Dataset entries
##############################

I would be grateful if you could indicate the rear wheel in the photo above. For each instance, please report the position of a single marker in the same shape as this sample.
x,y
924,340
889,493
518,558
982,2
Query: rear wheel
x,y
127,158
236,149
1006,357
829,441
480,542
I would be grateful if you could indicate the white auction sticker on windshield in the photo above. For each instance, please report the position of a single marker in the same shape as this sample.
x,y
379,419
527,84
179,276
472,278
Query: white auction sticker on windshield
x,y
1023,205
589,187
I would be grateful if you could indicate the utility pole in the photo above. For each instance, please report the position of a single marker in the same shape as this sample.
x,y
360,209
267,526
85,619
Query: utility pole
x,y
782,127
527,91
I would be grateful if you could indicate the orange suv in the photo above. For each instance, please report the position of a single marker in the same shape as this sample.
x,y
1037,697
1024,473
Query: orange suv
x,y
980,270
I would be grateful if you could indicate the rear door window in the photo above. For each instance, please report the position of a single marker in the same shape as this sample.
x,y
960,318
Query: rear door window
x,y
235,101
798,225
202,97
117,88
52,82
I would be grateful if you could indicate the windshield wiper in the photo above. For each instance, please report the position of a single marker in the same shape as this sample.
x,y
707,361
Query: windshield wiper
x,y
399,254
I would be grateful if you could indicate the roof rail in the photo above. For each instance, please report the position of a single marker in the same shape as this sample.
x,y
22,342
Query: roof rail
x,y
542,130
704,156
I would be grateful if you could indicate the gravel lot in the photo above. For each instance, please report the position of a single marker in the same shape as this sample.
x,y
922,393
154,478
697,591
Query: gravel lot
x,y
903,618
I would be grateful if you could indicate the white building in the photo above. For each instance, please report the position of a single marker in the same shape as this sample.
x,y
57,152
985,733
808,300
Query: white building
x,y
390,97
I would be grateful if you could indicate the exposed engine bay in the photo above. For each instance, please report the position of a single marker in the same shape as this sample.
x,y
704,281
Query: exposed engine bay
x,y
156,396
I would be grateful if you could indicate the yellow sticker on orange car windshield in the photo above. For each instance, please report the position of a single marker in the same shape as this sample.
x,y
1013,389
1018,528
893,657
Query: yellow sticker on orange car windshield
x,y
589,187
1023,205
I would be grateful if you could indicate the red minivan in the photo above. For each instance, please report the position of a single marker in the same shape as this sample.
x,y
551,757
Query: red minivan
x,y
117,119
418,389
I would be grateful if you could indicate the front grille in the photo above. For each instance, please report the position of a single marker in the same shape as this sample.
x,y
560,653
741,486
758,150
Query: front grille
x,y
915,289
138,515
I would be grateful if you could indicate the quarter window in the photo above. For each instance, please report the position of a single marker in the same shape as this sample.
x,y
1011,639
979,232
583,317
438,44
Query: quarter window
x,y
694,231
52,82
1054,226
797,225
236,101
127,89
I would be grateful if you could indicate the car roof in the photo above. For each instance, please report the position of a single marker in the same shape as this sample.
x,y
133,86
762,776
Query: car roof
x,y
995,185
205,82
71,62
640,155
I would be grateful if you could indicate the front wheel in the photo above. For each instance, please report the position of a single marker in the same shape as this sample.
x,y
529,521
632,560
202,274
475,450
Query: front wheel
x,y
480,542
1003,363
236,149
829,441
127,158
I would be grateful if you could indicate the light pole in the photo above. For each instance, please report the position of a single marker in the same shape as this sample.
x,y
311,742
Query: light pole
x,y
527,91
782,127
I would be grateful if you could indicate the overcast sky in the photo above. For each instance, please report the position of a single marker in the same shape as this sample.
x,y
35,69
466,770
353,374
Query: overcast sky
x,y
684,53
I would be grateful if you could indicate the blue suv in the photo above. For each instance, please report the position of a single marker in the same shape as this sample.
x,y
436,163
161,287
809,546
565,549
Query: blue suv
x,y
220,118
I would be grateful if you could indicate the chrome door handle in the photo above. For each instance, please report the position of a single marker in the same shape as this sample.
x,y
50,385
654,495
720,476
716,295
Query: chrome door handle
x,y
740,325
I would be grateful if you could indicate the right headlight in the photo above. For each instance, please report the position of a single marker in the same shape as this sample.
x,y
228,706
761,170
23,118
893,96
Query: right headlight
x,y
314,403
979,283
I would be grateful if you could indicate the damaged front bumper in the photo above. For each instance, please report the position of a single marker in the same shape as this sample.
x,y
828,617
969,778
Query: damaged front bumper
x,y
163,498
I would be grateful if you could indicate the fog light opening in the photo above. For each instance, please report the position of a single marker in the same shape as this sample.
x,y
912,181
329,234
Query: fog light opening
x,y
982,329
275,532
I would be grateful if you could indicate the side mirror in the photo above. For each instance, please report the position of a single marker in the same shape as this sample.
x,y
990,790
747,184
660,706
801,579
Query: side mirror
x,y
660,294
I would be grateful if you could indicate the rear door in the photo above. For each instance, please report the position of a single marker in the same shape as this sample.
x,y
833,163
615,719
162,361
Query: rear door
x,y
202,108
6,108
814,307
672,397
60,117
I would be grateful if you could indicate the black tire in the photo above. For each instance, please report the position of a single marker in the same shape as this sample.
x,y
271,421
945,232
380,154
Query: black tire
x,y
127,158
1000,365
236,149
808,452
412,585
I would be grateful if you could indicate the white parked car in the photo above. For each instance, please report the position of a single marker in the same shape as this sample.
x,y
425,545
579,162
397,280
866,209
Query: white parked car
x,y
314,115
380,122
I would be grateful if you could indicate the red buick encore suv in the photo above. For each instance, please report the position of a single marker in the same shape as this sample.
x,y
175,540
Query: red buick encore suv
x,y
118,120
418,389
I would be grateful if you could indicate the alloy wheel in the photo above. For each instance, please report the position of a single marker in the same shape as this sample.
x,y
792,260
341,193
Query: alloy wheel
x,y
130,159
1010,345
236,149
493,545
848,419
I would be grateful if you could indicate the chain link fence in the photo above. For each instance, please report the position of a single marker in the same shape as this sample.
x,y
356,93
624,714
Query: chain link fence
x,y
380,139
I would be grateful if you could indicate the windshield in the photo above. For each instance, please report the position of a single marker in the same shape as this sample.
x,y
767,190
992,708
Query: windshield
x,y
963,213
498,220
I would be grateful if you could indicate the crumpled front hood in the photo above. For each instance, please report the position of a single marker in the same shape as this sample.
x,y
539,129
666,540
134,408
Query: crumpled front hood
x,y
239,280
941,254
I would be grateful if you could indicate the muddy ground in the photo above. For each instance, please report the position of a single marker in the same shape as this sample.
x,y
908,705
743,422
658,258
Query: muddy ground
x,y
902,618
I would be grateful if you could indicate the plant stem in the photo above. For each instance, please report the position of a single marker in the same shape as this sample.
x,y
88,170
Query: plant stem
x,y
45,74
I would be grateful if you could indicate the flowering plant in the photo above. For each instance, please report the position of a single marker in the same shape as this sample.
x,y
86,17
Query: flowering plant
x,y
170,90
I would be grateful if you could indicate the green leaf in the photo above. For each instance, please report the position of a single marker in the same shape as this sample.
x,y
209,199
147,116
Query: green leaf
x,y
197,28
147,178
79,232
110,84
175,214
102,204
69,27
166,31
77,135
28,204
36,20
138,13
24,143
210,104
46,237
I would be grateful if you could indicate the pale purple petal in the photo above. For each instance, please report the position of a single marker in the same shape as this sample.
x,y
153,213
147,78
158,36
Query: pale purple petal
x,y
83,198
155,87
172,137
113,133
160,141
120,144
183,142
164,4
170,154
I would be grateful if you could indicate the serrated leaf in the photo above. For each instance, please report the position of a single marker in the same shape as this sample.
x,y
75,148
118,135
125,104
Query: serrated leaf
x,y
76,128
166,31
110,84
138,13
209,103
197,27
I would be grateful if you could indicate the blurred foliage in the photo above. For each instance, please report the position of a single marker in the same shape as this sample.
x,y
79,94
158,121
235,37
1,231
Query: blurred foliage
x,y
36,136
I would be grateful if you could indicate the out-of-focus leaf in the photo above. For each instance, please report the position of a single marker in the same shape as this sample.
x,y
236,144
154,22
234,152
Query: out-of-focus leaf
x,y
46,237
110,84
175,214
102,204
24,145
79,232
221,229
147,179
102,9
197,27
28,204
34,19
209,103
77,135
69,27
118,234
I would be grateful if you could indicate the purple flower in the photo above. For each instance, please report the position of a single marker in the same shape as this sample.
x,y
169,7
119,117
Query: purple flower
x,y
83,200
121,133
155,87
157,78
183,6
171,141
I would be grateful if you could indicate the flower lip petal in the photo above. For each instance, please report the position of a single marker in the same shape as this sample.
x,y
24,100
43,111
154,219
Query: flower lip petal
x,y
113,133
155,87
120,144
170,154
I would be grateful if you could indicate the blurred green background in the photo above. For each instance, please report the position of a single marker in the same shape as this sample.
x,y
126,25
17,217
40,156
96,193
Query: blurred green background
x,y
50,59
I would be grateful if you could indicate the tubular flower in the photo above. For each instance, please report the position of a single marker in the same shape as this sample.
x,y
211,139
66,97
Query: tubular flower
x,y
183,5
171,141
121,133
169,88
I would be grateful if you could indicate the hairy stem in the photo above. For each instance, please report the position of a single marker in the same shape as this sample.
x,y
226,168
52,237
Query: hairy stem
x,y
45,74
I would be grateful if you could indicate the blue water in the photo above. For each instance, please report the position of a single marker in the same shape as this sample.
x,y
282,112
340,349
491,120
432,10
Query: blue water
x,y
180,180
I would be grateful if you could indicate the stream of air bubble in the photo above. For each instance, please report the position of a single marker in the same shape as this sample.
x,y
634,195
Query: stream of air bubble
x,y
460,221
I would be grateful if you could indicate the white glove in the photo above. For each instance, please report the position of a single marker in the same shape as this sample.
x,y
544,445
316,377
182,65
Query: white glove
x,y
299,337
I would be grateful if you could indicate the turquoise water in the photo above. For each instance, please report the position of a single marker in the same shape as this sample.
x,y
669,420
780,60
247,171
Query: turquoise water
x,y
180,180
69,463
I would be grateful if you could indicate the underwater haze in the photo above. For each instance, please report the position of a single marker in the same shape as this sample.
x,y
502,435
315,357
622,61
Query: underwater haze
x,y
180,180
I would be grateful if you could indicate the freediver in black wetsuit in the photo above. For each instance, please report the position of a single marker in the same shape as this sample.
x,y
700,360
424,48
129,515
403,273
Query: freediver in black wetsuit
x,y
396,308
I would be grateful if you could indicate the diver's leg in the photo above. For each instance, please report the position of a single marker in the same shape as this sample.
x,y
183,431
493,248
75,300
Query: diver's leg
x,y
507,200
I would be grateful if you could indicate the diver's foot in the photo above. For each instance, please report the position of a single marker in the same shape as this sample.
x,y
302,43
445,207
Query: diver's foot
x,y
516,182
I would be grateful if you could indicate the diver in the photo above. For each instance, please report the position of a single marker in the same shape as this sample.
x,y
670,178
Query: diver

##############################

*PROBLEM DESCRIPTION*.
The expected output is the run of lines from the one holding "I would be grateful if you could indicate the diver's foot" to the last line of the entries above, each reproduced character for character.

*WRITTEN ANSWER*.
I would be grateful if you could indicate the diver's foot in the photo above. For each instance, please report the position of a single marker in the same shape as this sample.
x,y
302,43
445,207
Query: diver's foot
x,y
516,182
I would be grateful if you could indicate the diver in the photo above. For each instance, please report the position of a single marker in the same shape as this sample.
x,y
670,178
Query: diver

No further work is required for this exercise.